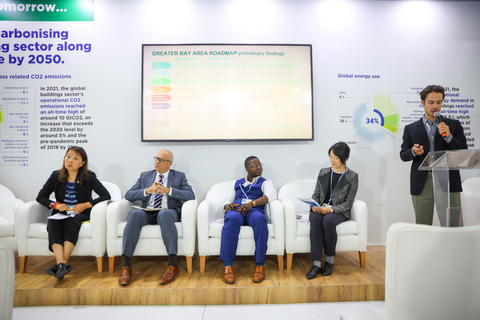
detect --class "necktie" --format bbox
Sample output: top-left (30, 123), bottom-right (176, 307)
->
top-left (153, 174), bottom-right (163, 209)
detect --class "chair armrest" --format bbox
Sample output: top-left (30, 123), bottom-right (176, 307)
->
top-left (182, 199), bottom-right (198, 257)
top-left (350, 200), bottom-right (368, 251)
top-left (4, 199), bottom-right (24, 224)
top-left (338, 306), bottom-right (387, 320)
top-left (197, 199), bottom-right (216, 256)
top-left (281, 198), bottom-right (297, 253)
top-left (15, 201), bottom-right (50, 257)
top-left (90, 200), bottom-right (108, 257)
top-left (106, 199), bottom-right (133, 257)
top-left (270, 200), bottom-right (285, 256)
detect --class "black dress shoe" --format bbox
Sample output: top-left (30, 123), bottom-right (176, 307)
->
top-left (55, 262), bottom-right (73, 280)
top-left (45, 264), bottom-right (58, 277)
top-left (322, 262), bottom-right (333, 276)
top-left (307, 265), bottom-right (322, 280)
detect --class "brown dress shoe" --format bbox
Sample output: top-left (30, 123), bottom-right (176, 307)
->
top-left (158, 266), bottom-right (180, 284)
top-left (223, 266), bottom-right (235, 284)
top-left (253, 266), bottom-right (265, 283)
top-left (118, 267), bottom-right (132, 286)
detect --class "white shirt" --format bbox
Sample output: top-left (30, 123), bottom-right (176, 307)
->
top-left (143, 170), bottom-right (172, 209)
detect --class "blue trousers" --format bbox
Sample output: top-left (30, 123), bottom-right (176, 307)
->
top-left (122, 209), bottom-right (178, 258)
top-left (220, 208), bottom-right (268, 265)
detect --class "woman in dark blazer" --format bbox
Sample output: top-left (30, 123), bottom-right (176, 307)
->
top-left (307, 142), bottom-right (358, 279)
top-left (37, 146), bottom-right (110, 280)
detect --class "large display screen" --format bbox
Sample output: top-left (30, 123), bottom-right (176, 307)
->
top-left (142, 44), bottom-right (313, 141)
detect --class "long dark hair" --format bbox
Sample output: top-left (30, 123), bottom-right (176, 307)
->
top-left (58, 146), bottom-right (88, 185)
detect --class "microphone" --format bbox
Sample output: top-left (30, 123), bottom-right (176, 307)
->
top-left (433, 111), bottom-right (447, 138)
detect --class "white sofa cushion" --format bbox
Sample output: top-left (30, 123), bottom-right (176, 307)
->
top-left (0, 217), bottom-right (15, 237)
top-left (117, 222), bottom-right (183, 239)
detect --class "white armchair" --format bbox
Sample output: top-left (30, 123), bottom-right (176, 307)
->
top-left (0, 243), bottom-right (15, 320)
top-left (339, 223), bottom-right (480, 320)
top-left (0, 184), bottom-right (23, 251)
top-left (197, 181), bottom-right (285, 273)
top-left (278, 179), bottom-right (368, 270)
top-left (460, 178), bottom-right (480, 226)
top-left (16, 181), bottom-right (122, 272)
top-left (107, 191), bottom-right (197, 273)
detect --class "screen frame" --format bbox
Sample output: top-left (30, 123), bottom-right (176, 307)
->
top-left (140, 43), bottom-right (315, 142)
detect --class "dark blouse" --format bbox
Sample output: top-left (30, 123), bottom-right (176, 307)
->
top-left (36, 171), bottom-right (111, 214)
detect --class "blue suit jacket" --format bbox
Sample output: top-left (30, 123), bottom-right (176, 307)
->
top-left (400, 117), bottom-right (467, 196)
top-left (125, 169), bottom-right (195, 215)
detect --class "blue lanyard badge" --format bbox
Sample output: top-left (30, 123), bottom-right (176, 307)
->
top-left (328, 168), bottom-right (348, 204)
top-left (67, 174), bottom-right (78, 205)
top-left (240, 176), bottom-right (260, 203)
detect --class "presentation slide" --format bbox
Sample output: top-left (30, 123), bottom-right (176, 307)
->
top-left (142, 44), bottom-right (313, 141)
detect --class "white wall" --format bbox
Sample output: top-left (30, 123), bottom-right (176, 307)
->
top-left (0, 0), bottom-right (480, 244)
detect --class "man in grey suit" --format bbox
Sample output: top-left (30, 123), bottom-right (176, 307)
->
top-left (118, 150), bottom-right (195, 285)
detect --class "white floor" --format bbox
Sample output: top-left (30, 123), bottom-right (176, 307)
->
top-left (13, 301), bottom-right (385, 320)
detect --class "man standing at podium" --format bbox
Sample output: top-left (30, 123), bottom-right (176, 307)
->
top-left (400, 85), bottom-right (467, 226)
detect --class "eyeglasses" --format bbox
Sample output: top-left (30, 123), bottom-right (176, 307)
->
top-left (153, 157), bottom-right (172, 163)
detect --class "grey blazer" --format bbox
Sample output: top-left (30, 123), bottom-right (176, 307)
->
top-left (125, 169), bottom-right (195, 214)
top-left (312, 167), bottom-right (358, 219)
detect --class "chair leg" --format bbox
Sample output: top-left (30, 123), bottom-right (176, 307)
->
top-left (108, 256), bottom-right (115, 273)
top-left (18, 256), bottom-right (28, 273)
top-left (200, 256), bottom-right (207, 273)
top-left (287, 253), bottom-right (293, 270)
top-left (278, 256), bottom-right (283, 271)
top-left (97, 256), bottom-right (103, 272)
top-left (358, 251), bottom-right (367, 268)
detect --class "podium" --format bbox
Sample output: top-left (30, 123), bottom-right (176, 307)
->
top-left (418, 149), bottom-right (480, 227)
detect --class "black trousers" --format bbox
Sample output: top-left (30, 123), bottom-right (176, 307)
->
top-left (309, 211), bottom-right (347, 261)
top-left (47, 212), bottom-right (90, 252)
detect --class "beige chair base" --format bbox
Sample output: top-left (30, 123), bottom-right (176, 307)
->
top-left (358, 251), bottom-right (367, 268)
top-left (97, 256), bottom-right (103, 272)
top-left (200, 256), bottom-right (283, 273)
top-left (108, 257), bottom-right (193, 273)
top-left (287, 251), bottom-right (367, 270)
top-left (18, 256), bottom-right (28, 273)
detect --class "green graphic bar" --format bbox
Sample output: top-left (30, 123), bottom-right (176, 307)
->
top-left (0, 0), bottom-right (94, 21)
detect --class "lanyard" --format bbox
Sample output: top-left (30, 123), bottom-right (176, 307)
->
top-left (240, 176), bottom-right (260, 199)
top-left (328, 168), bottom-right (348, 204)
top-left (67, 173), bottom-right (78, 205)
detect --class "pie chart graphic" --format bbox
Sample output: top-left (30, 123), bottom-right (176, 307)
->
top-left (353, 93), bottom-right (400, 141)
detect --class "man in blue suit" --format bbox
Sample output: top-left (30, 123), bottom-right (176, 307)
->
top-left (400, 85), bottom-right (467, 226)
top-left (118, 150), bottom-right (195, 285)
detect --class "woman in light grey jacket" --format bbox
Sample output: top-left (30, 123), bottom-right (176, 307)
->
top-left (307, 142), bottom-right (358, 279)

- - -

## Aufgabenziel
Kopiere sämtliche Einträge oben Zeichen für Zeichen, lass dabei aber die Bilder weg.

## Fertige Antwort
detect --class "necktie" --format bbox
Sample output: top-left (30, 123), bottom-right (176, 307)
->
top-left (153, 174), bottom-right (163, 209)
detect --class "chair armrest" --format bbox
Sample output: top-left (30, 123), bottom-right (176, 307)
->
top-left (182, 199), bottom-right (198, 257)
top-left (350, 200), bottom-right (368, 251)
top-left (4, 199), bottom-right (24, 224)
top-left (338, 306), bottom-right (387, 320)
top-left (197, 199), bottom-right (216, 256)
top-left (281, 198), bottom-right (297, 253)
top-left (15, 201), bottom-right (50, 257)
top-left (90, 200), bottom-right (108, 257)
top-left (106, 199), bottom-right (133, 257)
top-left (270, 200), bottom-right (285, 256)
detect --class "black dress shoe" --format bbox
Sample output: top-left (30, 123), bottom-right (176, 307)
->
top-left (55, 262), bottom-right (73, 280)
top-left (45, 264), bottom-right (58, 277)
top-left (322, 262), bottom-right (333, 276)
top-left (307, 265), bottom-right (322, 280)
detect --class "brown dress shoe" --format bbox
Sample output: top-left (30, 123), bottom-right (176, 307)
->
top-left (158, 266), bottom-right (180, 284)
top-left (223, 266), bottom-right (235, 284)
top-left (253, 266), bottom-right (265, 283)
top-left (118, 267), bottom-right (132, 286)
detect --class "white shirt" --format bbox
Sample output: top-left (30, 123), bottom-right (176, 307)
->
top-left (143, 170), bottom-right (172, 209)
detect --class "blue trousers" --format bbox
Sample output: top-left (30, 123), bottom-right (176, 307)
->
top-left (122, 209), bottom-right (178, 258)
top-left (220, 208), bottom-right (268, 265)
detect --class "woman in dark blazer" --format bbox
Sample output: top-left (30, 123), bottom-right (176, 307)
->
top-left (307, 142), bottom-right (358, 279)
top-left (37, 146), bottom-right (110, 280)
detect --class "large display screen" --format bbox
Sample output: top-left (30, 123), bottom-right (176, 307)
->
top-left (142, 44), bottom-right (313, 141)
detect --class "long dark hair" --format bbox
Sample output: top-left (30, 123), bottom-right (176, 307)
->
top-left (58, 146), bottom-right (88, 185)
detect --class "microphone" --format bbox
Sample output: top-left (30, 123), bottom-right (176, 307)
->
top-left (433, 111), bottom-right (447, 138)
detect --class "white sofa cushion" --format bbox
Sample output: top-left (30, 123), bottom-right (176, 307)
->
top-left (0, 217), bottom-right (15, 237)
top-left (117, 222), bottom-right (183, 239)
detect --class "white armchair" --format bbox
Sample output: top-left (30, 123), bottom-right (176, 307)
->
top-left (0, 243), bottom-right (15, 320)
top-left (339, 223), bottom-right (480, 320)
top-left (0, 184), bottom-right (23, 251)
top-left (197, 181), bottom-right (285, 273)
top-left (278, 179), bottom-right (368, 270)
top-left (460, 178), bottom-right (480, 226)
top-left (16, 181), bottom-right (122, 272)
top-left (107, 191), bottom-right (197, 273)
detect --class "screen frame" --format bbox
Sample output: top-left (30, 123), bottom-right (176, 307)
->
top-left (140, 43), bottom-right (315, 142)
detect --class "dark blouse" --format bbox
Sample output: top-left (30, 123), bottom-right (176, 307)
->
top-left (36, 171), bottom-right (111, 214)
detect --class "blue suit jacket" --format bbox
Sample output: top-left (30, 123), bottom-right (176, 307)
->
top-left (400, 117), bottom-right (467, 196)
top-left (125, 169), bottom-right (195, 215)
detect --class "blue lanyard badge" --format bbox
Sample output: top-left (30, 123), bottom-right (176, 307)
->
top-left (328, 168), bottom-right (348, 204)
top-left (67, 174), bottom-right (78, 205)
top-left (240, 176), bottom-right (260, 203)
detect --class "presentation slide" --format bbox
Sample output: top-left (30, 123), bottom-right (176, 307)
->
top-left (142, 44), bottom-right (313, 141)
detect --class "white wall" --format bbox
Sample output: top-left (30, 123), bottom-right (176, 307)
->
top-left (0, 0), bottom-right (480, 244)
detect --class "man in grey suit" --format bbox
Sample output: top-left (30, 123), bottom-right (176, 307)
->
top-left (118, 150), bottom-right (195, 285)
detect --class "white floor" --format bbox
Sample output: top-left (30, 123), bottom-right (176, 307)
->
top-left (13, 301), bottom-right (385, 320)
detect --class "man standing at podium" --format bbox
Sample output: top-left (30, 123), bottom-right (176, 307)
->
top-left (400, 85), bottom-right (467, 226)
detect --class "eyeglasses" --format bbox
Sample output: top-left (30, 123), bottom-right (176, 307)
->
top-left (153, 157), bottom-right (172, 163)
detect --class "grey blazer" --format bbox
Sample output: top-left (30, 123), bottom-right (176, 307)
->
top-left (125, 169), bottom-right (195, 214)
top-left (312, 167), bottom-right (358, 219)
detect --class "chair leg" --format bbox
Sample output: top-left (30, 123), bottom-right (176, 307)
->
top-left (108, 256), bottom-right (115, 273)
top-left (18, 256), bottom-right (28, 273)
top-left (200, 256), bottom-right (207, 273)
top-left (287, 253), bottom-right (293, 270)
top-left (278, 256), bottom-right (283, 271)
top-left (97, 256), bottom-right (103, 272)
top-left (358, 251), bottom-right (367, 268)
detect --class "podium" --format bbox
Sample output: top-left (30, 123), bottom-right (176, 307)
->
top-left (418, 149), bottom-right (480, 227)
detect --class "black trousers" --format bbox
Sample output: top-left (30, 123), bottom-right (176, 307)
->
top-left (309, 211), bottom-right (347, 261)
top-left (47, 212), bottom-right (90, 252)
detect --class "beige chair base" --format bbox
Sample output: top-left (30, 123), bottom-right (176, 307)
->
top-left (358, 251), bottom-right (367, 268)
top-left (97, 256), bottom-right (103, 272)
top-left (200, 256), bottom-right (283, 273)
top-left (108, 257), bottom-right (193, 273)
top-left (287, 251), bottom-right (367, 270)
top-left (18, 256), bottom-right (28, 273)
detect --class "green graphic bar" --format bbox
Sample output: top-left (30, 123), bottom-right (176, 307)
->
top-left (0, 0), bottom-right (94, 21)
detect --class "lanyard" --format bbox
Sample output: top-left (30, 123), bottom-right (176, 307)
->
top-left (240, 176), bottom-right (260, 199)
top-left (328, 168), bottom-right (348, 204)
top-left (67, 173), bottom-right (78, 205)
detect --class "pie chart graphic" --format bbox
Sample output: top-left (30, 123), bottom-right (176, 307)
->
top-left (353, 93), bottom-right (400, 141)
detect --class "man in blue suit" --format bbox
Sample output: top-left (30, 123), bottom-right (176, 307)
->
top-left (400, 85), bottom-right (467, 226)
top-left (118, 150), bottom-right (195, 285)
detect --class "woman in light grey jacket" --format bbox
Sample output: top-left (30, 123), bottom-right (176, 307)
->
top-left (307, 142), bottom-right (358, 279)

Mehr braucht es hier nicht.